-- START Extract to read --

By Baldemar Velasquez

Throughout the history of America black and brown people have struggled to achieve the full rights guaranteed by the Constitution of our Nation.  In the struggles to overcome the historic institutions of oppression, heroic figures have creatively organized, resisted and stood against, many times at the of expense of their lands, property, livelihoods and even their lives.   The ravages of slavery, tenant farming, sharecropping that kept many Black peoples on the margins of life set in motion a trajectory wrought with unequal standing and opportunity.   The theft of the Western US from Mexico and Indigenous communities through doctrines of “Manifest Destiny” and other euphemisms for predatory imperialism dispossessed millions of Brown inhabitants that to this day live with cautious sensibilities.

The human rights movements through civil rights, labor and community organizing have done much to ameliorate historic inequities but much has remained undone as we see past progress being reversed and dis-mantled.  From civic participation, voting rights to economic polarization we see the ramifications in our neglected neighborhoods in the urban areas and rural people frozen in time of the latter part of the last millennium.

Though Black and Brown communities have valiantly struggled against abuses and inequality many times we watched each other’s struggles with sympathy and not seen the opportunity to bridge our own cultures to identify our common obstacles.  We the undersigned membership organizations declare that we will no longer carry on separately but work, identify and strategize together in identifying common issues and collaborative solutions.  

 

MISSION

The mission of the Black/Brown Unity Coalition will be to empower our communities with self-determination through community organizing, education, community services, analysis and advocacy.

-- END Extract to read --
-- START Supplied records --

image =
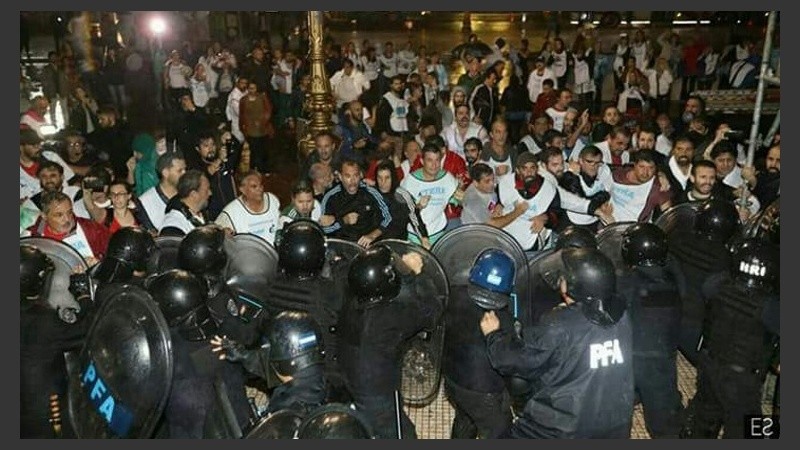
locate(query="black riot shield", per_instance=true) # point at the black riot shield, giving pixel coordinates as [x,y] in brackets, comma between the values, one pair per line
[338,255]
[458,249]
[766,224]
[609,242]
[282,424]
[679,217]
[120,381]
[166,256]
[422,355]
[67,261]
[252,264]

-- END Supplied records --
-- START Supplied records --

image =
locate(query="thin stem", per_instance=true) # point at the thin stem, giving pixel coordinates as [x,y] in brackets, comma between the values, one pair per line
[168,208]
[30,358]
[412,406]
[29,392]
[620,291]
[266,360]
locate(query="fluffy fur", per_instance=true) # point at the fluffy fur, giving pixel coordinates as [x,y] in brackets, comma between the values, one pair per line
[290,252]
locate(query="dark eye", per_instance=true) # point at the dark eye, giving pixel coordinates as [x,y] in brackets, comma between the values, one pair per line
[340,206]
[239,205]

-- END Supplied records --

Tasks:
1: Using the coalition statement above, mark each statement yes or no and quote the deciding words: (a) the coalition's mission includes education; (b) the member organizations say they will keep working separately; (c) tenant farming and sharecropping are named among the ravages that kept many Black peoples on the margins of life.
2: Reproduce the passage of the coalition statement between "Though Black and" and "and collaborative solutions.", inclusive.

Written answers:
1:
(a) Yes: "through community organizing, education, community services, analysis and advocacy"
(b) No: "we will no longer carry on separately"
(c) Yes: "The ravages of slavery, tenant farming, sharecropping that kept many Black peoples on the margins of life"

2:
Though Black and Brown communities have valiantly struggled against abuses and inequality many times we watched each other’s struggles with sympathy and not seen the opportunity to bridge our own cultures to identify our common obstacles.  We the undersigned membership organizations declare that we will no longer carry on separately but work, identify and strategize together in identifying common issues and collaborative solutions.